Top of Information supplied
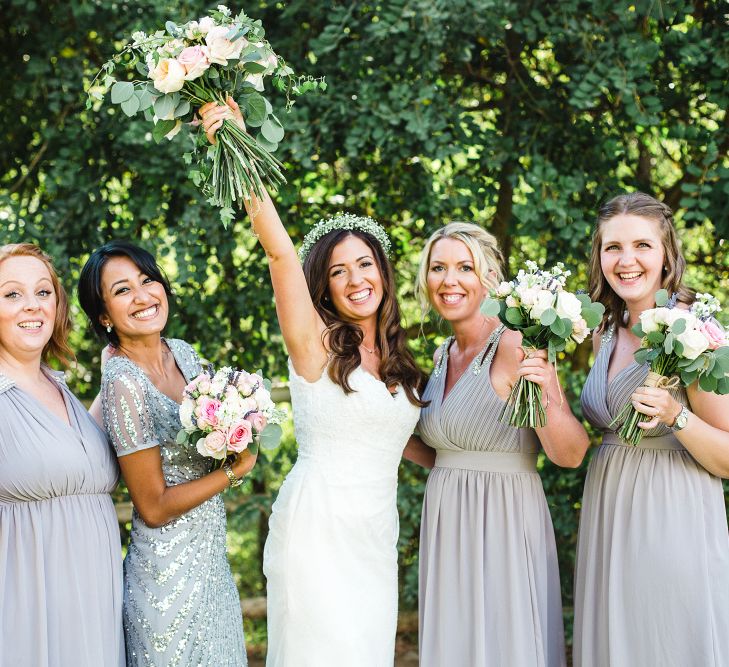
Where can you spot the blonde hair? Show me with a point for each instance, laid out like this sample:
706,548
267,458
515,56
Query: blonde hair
57,347
674,263
484,249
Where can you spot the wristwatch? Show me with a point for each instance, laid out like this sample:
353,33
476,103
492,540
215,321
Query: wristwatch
681,419
234,481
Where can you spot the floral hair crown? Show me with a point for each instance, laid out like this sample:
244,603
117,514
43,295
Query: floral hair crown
344,221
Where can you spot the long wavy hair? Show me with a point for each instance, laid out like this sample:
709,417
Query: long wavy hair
397,365
674,263
57,347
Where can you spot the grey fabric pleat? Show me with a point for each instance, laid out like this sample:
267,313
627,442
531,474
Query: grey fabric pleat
652,574
489,579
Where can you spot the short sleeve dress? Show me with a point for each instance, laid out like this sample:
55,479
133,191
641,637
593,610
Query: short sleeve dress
181,605
60,555
652,573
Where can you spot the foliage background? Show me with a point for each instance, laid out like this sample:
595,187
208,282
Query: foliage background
519,115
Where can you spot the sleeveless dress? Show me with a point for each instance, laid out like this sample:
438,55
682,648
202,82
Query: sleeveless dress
181,606
489,577
331,554
652,573
60,555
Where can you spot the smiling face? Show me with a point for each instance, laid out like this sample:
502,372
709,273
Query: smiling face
354,280
28,304
632,258
454,287
136,305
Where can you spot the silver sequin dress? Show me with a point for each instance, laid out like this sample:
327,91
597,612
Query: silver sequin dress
181,606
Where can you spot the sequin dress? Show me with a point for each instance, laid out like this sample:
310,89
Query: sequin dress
181,606
60,556
652,572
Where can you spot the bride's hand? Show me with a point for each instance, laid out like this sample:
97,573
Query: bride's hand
213,115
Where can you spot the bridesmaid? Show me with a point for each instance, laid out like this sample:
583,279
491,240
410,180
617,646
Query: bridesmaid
60,556
489,579
652,579
181,606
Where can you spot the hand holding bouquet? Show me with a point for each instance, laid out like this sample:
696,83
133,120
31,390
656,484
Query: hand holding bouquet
190,64
229,411
537,304
681,347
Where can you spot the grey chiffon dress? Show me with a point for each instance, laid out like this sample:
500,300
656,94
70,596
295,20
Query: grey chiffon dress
652,574
489,578
181,606
60,555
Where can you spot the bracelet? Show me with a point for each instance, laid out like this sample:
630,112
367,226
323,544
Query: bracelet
232,479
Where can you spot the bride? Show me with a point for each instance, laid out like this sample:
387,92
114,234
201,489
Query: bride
331,554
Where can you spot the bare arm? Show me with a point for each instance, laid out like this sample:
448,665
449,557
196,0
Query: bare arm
301,326
158,503
418,452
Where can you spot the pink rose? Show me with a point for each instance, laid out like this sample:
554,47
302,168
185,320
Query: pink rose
240,435
195,61
213,444
208,412
714,333
258,421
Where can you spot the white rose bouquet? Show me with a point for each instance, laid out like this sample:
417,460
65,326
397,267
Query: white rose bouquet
187,65
680,346
537,304
229,411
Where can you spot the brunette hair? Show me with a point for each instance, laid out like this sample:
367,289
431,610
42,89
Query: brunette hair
397,365
674,263
484,249
57,347
89,282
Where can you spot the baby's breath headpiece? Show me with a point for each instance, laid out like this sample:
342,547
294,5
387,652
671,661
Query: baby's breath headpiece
344,221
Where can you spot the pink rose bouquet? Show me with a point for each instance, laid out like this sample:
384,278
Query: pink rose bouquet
681,346
180,68
229,411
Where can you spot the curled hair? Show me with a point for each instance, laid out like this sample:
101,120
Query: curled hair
644,206
484,249
397,365
57,347
89,282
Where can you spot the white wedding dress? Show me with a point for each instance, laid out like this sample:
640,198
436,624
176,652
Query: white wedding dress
331,554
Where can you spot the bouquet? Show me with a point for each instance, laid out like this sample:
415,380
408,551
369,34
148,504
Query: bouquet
227,412
187,65
537,304
681,346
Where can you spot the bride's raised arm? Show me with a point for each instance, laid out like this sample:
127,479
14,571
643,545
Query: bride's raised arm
301,325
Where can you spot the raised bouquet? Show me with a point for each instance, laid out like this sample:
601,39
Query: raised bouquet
537,304
229,411
681,346
186,65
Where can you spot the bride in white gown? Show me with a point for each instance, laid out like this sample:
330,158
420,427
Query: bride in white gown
331,554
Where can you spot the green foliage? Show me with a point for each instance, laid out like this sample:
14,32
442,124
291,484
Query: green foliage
521,116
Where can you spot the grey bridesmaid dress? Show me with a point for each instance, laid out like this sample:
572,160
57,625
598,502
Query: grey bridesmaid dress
60,555
489,579
181,606
652,574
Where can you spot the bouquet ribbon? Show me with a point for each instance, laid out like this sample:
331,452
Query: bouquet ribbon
661,381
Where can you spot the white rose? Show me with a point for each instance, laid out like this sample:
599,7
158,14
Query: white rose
543,301
221,48
168,76
694,343
648,320
504,289
569,306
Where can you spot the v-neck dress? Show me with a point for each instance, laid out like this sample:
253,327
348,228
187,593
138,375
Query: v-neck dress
60,555
181,606
489,578
652,573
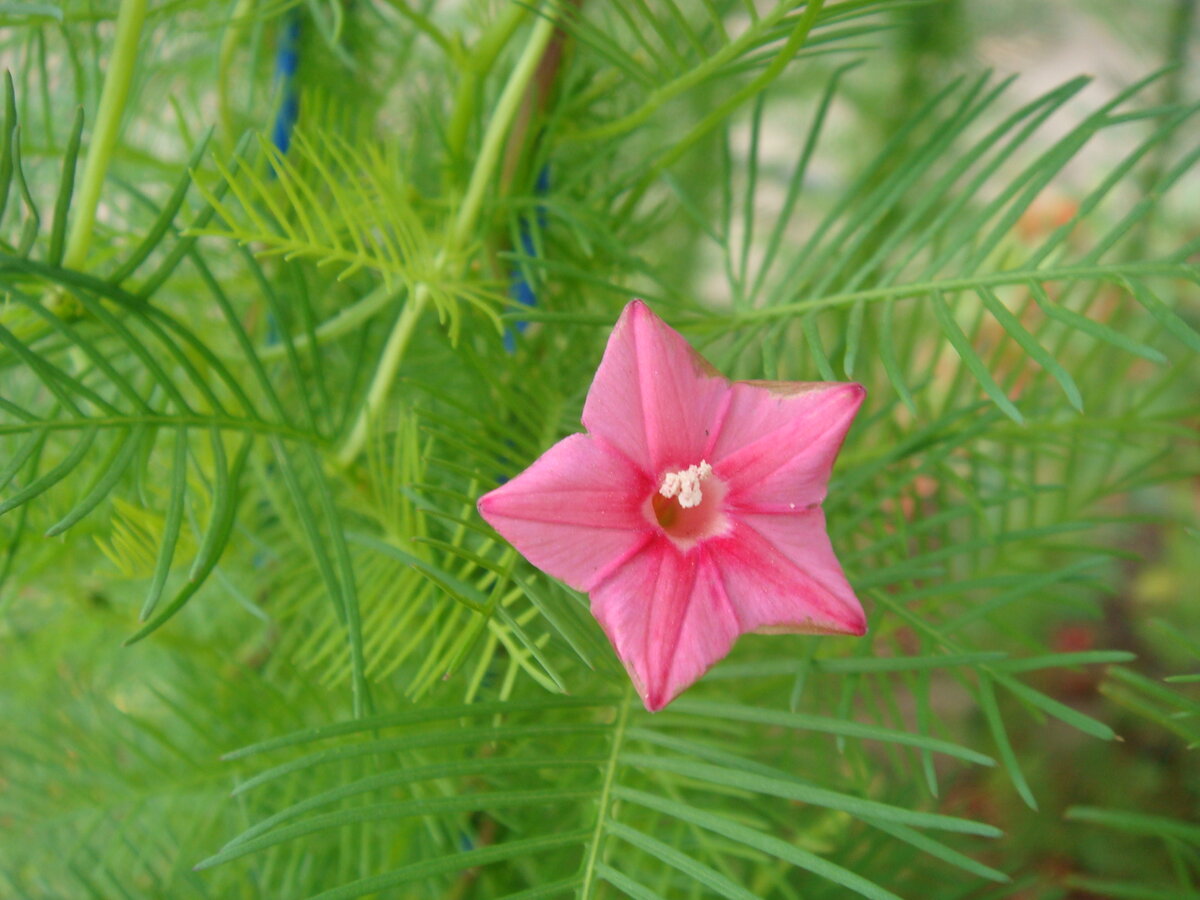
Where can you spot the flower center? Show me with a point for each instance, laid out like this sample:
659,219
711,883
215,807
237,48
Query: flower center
687,510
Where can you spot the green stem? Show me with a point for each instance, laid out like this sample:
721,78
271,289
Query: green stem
463,226
108,124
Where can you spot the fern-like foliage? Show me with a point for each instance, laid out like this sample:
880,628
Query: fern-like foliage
277,378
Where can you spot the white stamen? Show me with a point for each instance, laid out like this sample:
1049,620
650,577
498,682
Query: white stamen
685,484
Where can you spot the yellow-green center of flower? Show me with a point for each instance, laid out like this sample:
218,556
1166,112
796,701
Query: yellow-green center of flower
688,504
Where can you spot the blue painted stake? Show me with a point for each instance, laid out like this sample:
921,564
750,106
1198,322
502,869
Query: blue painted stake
520,287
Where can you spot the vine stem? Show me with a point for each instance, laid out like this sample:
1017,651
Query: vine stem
130,18
463,225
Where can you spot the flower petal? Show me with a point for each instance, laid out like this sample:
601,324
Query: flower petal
653,397
667,616
777,444
575,513
781,575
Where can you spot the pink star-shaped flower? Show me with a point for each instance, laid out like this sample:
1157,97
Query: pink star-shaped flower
690,511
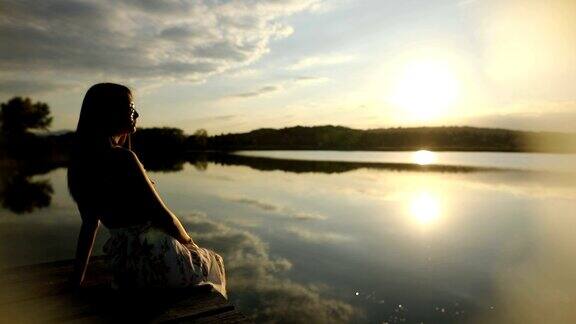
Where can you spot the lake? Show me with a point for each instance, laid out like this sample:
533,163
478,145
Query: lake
363,237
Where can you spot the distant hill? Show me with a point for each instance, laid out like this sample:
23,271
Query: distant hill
458,138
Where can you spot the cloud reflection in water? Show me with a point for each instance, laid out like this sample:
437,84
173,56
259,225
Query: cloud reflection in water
425,208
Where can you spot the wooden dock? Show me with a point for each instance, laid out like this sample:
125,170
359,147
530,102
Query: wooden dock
40,294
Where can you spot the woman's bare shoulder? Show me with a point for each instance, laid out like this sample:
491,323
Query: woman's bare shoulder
124,155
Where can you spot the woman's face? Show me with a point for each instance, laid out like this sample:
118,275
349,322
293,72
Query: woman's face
126,118
132,115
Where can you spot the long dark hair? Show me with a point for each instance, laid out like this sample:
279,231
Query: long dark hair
103,115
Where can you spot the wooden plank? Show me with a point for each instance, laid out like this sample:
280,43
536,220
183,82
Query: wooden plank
39,293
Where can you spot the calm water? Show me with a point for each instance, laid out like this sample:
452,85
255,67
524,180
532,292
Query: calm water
326,241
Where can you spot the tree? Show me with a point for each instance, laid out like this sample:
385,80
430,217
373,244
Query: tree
198,140
19,115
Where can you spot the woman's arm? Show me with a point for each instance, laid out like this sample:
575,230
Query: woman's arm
84,248
146,193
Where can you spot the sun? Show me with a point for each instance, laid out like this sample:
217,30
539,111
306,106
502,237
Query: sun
425,89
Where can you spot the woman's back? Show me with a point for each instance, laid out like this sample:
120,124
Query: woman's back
109,187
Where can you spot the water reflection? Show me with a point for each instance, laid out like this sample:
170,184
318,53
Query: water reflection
423,157
19,191
340,242
425,208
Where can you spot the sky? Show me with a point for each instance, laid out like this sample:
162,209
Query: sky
235,66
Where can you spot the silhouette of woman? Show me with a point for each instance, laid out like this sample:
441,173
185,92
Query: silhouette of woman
148,246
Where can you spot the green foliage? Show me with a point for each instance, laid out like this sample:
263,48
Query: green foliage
18,115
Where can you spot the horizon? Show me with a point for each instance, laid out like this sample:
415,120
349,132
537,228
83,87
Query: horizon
62,131
237,66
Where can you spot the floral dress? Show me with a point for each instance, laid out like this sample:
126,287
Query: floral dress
143,256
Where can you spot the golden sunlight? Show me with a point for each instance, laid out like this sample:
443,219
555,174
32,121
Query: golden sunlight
425,89
425,208
423,157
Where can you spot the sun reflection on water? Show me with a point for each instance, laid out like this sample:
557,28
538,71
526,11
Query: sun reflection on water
425,208
423,157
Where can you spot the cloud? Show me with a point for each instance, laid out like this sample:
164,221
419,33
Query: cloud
317,237
259,281
30,87
140,39
545,116
257,203
321,60
280,210
296,81
259,92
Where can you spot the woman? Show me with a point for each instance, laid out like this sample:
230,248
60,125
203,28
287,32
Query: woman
148,246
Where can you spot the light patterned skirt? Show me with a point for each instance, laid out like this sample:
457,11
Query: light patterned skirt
145,257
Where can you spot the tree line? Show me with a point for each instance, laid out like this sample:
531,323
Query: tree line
22,122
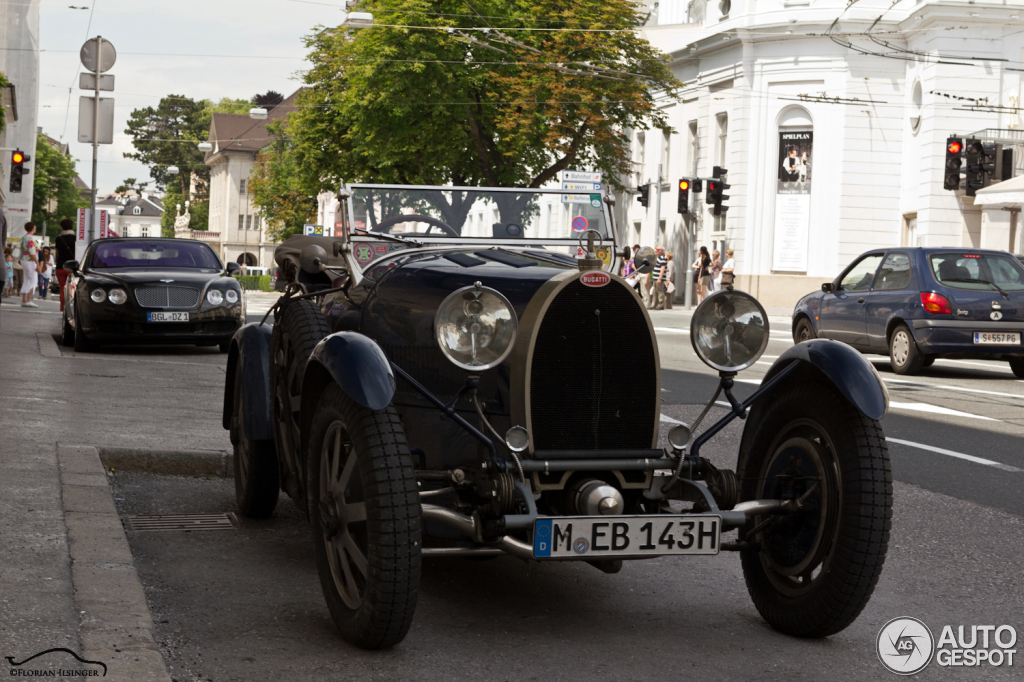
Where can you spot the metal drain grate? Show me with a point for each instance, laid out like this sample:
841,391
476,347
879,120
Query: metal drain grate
181,522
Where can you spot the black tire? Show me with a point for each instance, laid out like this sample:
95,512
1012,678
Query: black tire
804,331
297,331
811,572
366,519
903,352
67,332
257,481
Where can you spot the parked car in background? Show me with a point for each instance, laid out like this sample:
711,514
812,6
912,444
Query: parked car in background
151,291
915,304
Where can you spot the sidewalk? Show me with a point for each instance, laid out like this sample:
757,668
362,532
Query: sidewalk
53,397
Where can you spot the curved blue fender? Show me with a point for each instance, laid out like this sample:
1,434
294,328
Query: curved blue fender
357,365
250,353
850,372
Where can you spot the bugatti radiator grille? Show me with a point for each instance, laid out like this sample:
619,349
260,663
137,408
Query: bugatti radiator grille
167,297
593,383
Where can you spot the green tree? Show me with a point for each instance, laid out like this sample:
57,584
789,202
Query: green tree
54,195
276,189
448,104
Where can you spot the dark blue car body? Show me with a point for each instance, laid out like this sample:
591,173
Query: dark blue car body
866,311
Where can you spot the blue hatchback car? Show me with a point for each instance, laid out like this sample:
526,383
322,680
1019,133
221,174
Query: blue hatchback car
915,304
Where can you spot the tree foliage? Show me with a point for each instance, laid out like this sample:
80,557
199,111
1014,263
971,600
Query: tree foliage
276,190
54,195
444,103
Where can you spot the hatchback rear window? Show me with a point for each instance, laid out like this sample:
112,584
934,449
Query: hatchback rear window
977,271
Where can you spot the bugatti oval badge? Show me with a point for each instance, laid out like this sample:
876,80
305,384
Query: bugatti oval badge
595,279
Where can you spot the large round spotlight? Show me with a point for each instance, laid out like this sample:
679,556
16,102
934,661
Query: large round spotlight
476,328
729,331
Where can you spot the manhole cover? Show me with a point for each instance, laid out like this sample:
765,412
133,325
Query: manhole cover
181,522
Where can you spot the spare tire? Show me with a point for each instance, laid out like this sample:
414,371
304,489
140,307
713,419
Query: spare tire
299,326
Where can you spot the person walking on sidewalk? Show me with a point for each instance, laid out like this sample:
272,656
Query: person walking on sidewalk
659,276
30,246
45,271
66,252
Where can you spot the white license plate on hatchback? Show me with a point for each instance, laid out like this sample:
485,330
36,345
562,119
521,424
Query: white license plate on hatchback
997,337
593,537
167,316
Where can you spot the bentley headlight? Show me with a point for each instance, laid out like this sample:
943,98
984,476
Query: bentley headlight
729,331
476,328
117,296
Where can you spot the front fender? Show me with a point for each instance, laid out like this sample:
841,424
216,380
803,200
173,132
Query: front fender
848,371
357,365
250,353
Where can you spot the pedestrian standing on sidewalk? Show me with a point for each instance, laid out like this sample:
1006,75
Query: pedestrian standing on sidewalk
66,252
716,271
8,283
670,287
30,245
728,270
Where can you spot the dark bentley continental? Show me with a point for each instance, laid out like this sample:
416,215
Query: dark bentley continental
459,372
128,291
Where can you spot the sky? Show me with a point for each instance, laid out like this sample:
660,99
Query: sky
205,49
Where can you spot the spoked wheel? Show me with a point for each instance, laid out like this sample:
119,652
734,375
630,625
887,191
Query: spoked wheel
366,519
812,571
257,481
299,328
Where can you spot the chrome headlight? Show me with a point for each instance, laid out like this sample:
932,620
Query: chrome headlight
117,296
476,328
729,331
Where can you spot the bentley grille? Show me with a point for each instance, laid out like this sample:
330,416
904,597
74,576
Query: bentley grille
594,379
167,297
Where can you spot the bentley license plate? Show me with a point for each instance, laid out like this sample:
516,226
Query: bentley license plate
997,337
590,537
167,316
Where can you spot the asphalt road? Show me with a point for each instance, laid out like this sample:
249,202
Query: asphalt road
245,604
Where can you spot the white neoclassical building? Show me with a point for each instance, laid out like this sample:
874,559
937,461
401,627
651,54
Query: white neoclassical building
832,121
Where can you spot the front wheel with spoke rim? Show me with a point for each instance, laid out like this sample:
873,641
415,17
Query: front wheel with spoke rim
366,519
811,572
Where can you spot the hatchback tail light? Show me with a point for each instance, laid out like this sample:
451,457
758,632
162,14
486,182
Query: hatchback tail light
935,303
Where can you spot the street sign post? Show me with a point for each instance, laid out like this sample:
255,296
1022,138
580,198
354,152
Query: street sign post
95,114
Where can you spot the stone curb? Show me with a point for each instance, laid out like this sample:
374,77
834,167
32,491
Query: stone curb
115,625
169,462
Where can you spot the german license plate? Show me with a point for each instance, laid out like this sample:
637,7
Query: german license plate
997,337
167,316
591,537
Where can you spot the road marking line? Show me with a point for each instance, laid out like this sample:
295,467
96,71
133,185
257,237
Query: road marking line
951,388
936,410
960,456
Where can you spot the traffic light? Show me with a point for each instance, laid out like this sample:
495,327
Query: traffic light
17,169
644,197
716,187
954,148
975,173
683,203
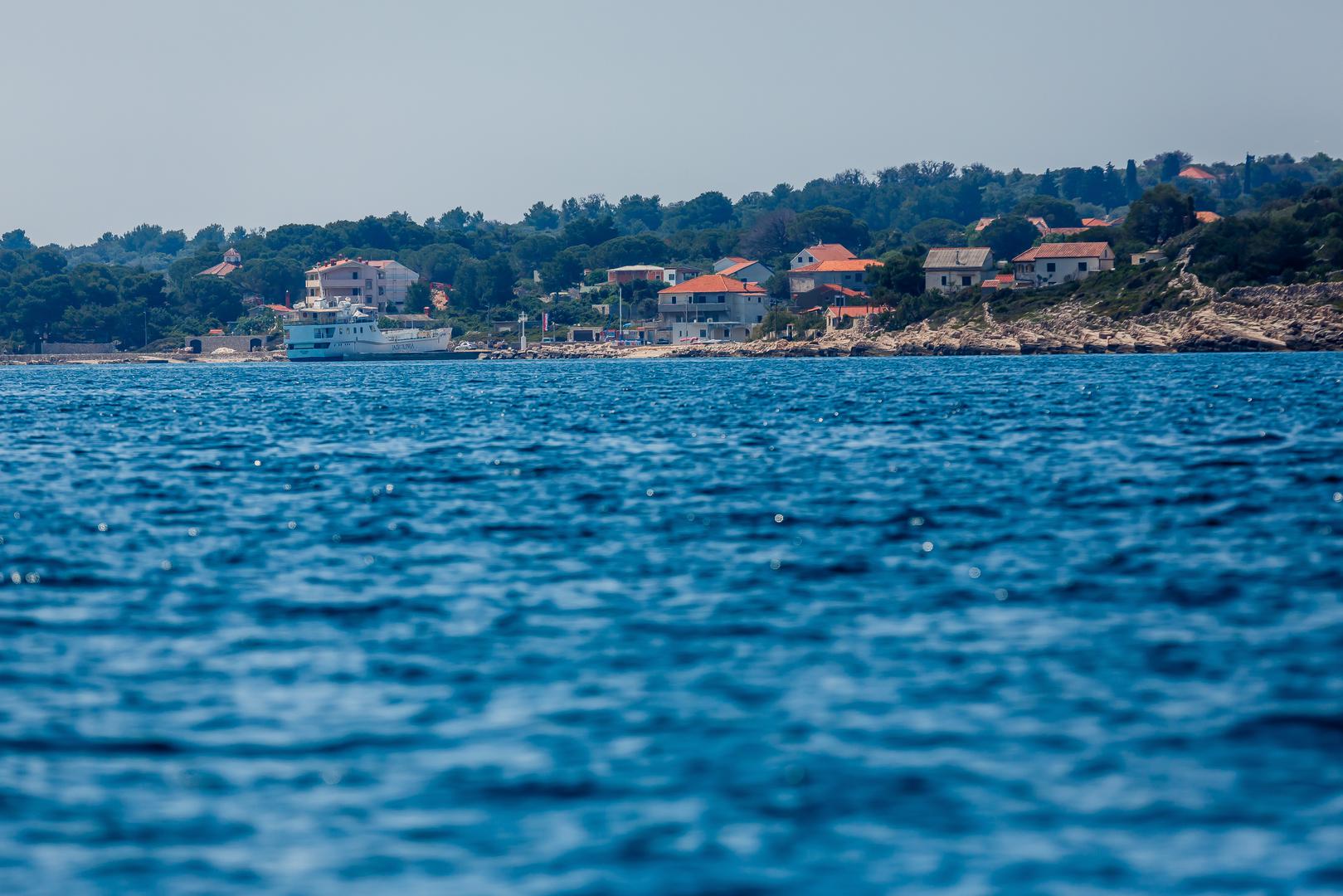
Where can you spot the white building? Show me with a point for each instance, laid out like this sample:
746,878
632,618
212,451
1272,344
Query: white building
1052,264
382,284
820,253
709,308
946,270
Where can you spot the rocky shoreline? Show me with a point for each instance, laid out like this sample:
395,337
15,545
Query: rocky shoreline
1256,319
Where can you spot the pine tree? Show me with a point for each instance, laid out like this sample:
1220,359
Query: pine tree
1048,184
1132,190
1113,187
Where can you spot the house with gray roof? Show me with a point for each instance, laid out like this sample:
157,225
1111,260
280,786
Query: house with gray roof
947,270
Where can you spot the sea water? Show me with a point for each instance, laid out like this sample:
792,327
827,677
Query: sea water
1058,625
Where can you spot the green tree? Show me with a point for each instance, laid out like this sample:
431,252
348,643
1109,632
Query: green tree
644,249
533,251
588,231
937,231
15,240
564,270
900,275
1009,236
1173,163
707,210
637,212
1048,184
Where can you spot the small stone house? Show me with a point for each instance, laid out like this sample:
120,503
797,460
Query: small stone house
Bottom of Information supplied
To do >> Copy exactly, with no other lines, the stretch of the material that begins at the line containing "Query: sea water" and ends at its last line.

Reply >>
Query: sea water
1058,625
Where can you spot the green tree? Show me with a point for each instance, laid out like this sample:
431,252
348,643
1109,632
Query: green tree
644,249
533,251
588,231
937,231
15,240
564,270
900,275
1009,236
1173,163
707,210
637,212
1048,184
Where can you spot the small stone house? Show me with a point for each instance, laid out like this sample:
120,503
797,460
Query: small stone house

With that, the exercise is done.